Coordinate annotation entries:
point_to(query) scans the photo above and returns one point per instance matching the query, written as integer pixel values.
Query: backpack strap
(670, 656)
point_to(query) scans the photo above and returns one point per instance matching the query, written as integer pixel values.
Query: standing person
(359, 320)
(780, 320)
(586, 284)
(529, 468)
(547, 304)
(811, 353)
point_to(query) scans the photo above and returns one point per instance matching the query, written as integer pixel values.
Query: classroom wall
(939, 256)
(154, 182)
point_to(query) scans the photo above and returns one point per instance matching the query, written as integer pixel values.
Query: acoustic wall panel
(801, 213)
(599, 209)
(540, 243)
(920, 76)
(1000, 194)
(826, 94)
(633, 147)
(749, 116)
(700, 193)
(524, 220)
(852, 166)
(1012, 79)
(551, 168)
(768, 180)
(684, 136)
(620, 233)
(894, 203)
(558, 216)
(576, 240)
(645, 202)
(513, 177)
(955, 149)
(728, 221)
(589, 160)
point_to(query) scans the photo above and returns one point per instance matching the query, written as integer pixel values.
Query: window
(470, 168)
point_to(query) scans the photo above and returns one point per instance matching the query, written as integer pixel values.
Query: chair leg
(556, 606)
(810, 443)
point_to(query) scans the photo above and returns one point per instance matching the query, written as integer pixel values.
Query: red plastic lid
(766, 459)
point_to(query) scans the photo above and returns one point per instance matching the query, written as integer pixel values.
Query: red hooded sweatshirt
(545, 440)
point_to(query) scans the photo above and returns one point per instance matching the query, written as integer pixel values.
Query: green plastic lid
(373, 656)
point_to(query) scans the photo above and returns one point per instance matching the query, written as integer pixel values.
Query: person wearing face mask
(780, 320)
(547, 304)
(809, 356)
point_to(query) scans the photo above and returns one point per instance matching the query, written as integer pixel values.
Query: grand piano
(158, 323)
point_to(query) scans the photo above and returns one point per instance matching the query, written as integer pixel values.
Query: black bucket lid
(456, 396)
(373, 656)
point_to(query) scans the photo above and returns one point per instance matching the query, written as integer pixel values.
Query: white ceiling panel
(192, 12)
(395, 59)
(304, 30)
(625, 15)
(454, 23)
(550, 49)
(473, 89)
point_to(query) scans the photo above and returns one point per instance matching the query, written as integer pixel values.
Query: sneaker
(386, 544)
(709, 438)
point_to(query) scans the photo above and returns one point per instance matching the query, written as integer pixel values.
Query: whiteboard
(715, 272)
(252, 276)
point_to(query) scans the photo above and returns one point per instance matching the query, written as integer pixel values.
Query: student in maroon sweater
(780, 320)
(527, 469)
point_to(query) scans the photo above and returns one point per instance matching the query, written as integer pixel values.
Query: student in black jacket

### Goal
Please show each line of the material above that contains the word "wall".

### Solution for this task
Query: classroom wall
Query: acoustic wall panel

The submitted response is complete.